Take the line that contains "Mark the scaly" as the first line and the last line of the material below as the final one; reproduce exactly the lines between, inclusive.

* Begin The data *

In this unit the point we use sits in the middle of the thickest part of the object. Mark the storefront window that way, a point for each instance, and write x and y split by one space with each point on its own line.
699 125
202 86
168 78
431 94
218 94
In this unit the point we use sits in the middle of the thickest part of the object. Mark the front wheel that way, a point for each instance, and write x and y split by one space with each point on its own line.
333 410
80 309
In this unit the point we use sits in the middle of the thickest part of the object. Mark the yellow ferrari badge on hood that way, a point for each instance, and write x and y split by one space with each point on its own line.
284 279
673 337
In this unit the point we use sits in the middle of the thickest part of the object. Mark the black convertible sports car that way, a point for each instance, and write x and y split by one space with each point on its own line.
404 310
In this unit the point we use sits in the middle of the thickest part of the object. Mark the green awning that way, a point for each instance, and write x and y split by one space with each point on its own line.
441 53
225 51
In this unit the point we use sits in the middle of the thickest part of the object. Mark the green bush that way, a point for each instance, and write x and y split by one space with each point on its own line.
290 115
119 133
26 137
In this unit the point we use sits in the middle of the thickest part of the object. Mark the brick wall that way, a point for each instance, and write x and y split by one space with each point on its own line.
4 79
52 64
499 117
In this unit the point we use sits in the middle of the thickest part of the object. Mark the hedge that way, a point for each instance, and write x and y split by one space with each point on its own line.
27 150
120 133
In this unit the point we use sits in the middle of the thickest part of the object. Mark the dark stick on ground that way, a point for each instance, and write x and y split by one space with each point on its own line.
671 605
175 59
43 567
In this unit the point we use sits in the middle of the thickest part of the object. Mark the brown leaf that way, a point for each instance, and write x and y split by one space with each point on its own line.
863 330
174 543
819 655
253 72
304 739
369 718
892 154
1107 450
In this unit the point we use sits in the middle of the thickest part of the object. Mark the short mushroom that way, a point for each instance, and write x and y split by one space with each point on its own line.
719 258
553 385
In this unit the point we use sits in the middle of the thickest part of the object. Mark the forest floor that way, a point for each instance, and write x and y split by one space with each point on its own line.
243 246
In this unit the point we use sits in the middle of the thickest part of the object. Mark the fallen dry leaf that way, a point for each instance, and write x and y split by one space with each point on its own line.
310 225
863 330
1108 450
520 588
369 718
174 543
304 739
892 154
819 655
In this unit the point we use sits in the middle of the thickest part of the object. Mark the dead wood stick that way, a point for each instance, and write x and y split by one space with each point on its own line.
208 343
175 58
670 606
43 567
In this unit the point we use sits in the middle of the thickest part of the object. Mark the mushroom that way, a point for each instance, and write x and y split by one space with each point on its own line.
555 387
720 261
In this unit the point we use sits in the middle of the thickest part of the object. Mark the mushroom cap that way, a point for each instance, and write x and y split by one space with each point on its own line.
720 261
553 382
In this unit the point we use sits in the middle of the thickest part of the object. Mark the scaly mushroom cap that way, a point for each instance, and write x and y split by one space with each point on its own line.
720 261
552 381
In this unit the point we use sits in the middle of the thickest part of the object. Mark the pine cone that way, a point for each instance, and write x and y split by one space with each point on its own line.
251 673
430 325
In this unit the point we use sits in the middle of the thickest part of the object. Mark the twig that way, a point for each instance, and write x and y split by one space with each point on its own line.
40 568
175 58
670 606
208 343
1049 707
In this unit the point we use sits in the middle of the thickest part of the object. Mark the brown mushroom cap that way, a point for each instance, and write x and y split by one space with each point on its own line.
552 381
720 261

* End The data *

*Answer for this exercise*:
In this unit the point we use sits in the middle of the thickest part of the object. Mark the scaly mushroom cap that way, a point for each instance, and write x and y split by one space with each point on its own line.
720 261
552 381
In this unit the point we use sits in the middle of the thickest part of the object. Mark the pine cone that way, a point for each instance, and write x and y split by one space with each point on its own line.
251 673
430 325
In this unit the point we use sits in the middle of the thickest part of the object. Mark the twig that way, a point for each instance, and write x and y split by one space with each point on its own line.
40 568
175 58
670 606
208 343
1049 707
In this unit the point we use sits in the middle of the thickest part of the object. Mark the brown mushroom cap that way, a point for each instance, and write x and y split by one space with each point on its own line.
552 381
720 261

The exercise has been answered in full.